• **Request**: Transcribe the entire listing below line by line without changing any wording, and leave the pictures out of your copy.

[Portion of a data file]
--- start ---
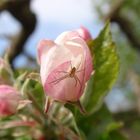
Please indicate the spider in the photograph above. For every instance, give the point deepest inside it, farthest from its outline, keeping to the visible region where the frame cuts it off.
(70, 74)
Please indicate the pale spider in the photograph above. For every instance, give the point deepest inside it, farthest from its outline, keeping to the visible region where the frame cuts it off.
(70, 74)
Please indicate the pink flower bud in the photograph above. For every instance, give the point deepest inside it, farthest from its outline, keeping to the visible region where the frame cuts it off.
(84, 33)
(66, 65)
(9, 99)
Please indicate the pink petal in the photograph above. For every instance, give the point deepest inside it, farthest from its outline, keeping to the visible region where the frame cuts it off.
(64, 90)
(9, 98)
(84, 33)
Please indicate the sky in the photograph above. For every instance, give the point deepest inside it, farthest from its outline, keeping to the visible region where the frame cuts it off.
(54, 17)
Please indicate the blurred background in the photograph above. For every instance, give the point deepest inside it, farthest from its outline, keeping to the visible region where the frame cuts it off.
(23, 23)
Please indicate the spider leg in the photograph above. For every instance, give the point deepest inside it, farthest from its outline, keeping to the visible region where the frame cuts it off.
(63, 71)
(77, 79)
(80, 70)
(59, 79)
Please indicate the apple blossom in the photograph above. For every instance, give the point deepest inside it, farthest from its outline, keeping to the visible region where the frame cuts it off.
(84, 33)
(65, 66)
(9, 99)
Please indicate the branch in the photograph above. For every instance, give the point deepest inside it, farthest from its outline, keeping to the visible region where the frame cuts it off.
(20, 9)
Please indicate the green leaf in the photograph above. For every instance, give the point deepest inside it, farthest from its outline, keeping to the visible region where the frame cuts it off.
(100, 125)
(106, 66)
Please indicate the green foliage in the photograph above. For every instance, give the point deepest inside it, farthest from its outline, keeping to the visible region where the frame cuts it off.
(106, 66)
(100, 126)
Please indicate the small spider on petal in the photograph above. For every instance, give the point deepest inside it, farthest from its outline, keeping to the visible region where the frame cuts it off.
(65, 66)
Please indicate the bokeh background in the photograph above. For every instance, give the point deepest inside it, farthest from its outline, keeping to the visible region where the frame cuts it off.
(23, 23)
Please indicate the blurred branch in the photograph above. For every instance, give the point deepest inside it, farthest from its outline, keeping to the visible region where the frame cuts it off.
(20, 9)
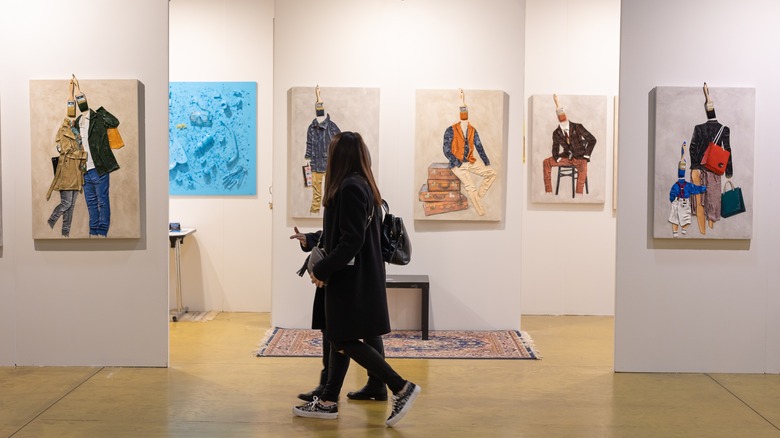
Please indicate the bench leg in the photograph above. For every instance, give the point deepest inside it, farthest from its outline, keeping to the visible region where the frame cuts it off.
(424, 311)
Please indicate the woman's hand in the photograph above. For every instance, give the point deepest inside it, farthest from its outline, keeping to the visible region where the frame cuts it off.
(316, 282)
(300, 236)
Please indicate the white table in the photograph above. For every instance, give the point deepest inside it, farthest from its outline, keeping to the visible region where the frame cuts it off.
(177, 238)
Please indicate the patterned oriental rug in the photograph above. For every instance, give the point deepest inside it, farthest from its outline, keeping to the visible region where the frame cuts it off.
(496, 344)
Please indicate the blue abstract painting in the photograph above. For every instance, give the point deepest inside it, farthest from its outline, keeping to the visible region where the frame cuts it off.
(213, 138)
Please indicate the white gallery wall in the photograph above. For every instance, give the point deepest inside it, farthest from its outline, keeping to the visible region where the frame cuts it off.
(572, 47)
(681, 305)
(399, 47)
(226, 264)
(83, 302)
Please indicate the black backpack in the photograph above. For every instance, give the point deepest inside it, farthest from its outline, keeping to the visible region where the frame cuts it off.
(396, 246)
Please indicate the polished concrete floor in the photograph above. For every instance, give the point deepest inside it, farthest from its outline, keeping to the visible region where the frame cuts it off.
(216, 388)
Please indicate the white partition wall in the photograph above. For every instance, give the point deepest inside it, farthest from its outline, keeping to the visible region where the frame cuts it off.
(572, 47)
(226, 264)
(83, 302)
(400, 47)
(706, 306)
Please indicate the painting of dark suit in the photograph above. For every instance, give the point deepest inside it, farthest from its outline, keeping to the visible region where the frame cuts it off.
--- end ---
• **Answer to the problem**:
Please indicate the spider in the photograph above. For every instance, give the point deepest inside it, farthest from its outline, keeping to the visible region where the frame cuts it off.
(70, 74)
Please indicate the pale spider in the photograph above. For every instance, give the point deepest inside it, farthest from its outline, keeping to the visible region where the frame cuts it off.
(70, 74)
Please indicate the pink flower bud in the photograph above. For every instance, give the point deepest inside it, farthest from its outline, keeping to the visible region where the frame cuts it off.
(84, 33)
(66, 65)
(9, 99)
Please indicate the pink petal in the photograph above. For every instance, give the point deepest inside it, farthest from its outline, keeping to the visible region where the frame cuts it off.
(64, 90)
(9, 98)
(84, 33)
Please indicate the sky in the photograph above. For every instance, give the point deepest inside it, farthest from its outline, keeping to the visible region where the frame cuts it off.
(54, 17)
Please indicate the blurred background in the photograph above. For every instance, give the point deepest inside it, farthest from its outline, keeping to the visible region where the frame cuts it off.
(23, 23)
Please indicate the spider leg in the photograph above. For every instance, give the point deepest inside it, farthest from its outline, keeping to the visible region where the frame cuts it off.
(63, 71)
(77, 79)
(80, 70)
(59, 79)
Please indicate the apple blossom in the photograph above. For every instance, give the point deepest inside it, farthest from its outline, keeping to the visible region where the frame cuts it off.
(84, 33)
(65, 66)
(9, 99)
Please indicate the branch in the photograph above. For every instance, give the point deepest inside it, farthest from its outline, keeping to the visible region where the frame cuts it off.
(20, 9)
Please indicate the green leaf in the photograph above. For every instance, give the point deepest inside it, farthest from its outline, keeping to the visible region where the frame cuts it off.
(100, 125)
(106, 66)
Please indicate the green foliage in the photograph above. For every instance, give the point deepest inside it, farthest from its outline, keeping to the visible region where the frame cuts it off.
(106, 66)
(100, 126)
Please indicate the small spider on petal in the photograph above. For every instance, give the point deepest inside it, farthest from its outline, keeping to the visible region where the frame cuts it off.
(65, 66)
Please indicate the bokeh background in the photograph above. For every instance, give the point deepest inside it, farthest from its outline, keeping to the visible region where the frame cuts it off.
(23, 23)
Please indicate the blurred branch in the photograph above. For every instance, give the point deepest inside it, farthest from its outline, keeping to the visible region where the frame cuts it off.
(20, 9)
Please indicate the bench leg in the photograph above. For every instance, give the point deepest inside it, farthest from its outline, keeping to the visible region where the frame cuts it off.
(424, 311)
Please indicate the woman's hand in the photograph above. For every instance, give the point deepest inside it, farthest from its outline, keeping to the visible region where the frame cuts it off.
(316, 282)
(300, 236)
Please indicate the white table in the photograph above. For every instance, give the point deepest inside it, farthest from its outline, keeping to the visible region where the frame cuts it off.
(177, 238)
Please indicate the patterned oriental rug in the photograph above. For every instance, give the point deepest inside it, farthest from its outline, keeping to the visible region where the frame cuts it off.
(496, 344)
Please indicate the blue abstract painting in the photograph above. For every instance, give the point deepest inside it, farthest from its outline, keeping to the visible region where the frame cuts it off.
(213, 138)
Please indicate the white gallery wall in the photograph above. For every instance, give the point deepest inside it, farthest from its outline, keeping to the visible region where the frame cuts it off.
(572, 47)
(681, 305)
(399, 47)
(226, 264)
(83, 302)
Please indicate the black backpack in the photograph above. For every instance, give the point deepest inside it, farthest from its outline, keeping to the visible region where the frame cuts it off.
(396, 246)
Please indicate the polished concrete floor in the photograph above. For every instance, give the point deepest inside it, farthest from its outline, keeping to the visible region where the frame cuts it off.
(216, 388)
Please indicate the white partition wall in the photograph above. For every instance, give the point deepest inside it, farthest from its outline, keeping to the visible region where the frame cuts it off.
(572, 47)
(226, 264)
(83, 302)
(400, 47)
(706, 306)
Please indicate the painting of dark suit in the photograph above. For every instance, give the point deepest inside it, farthest from its outline, keeping to the visible region where the frame cuts it off.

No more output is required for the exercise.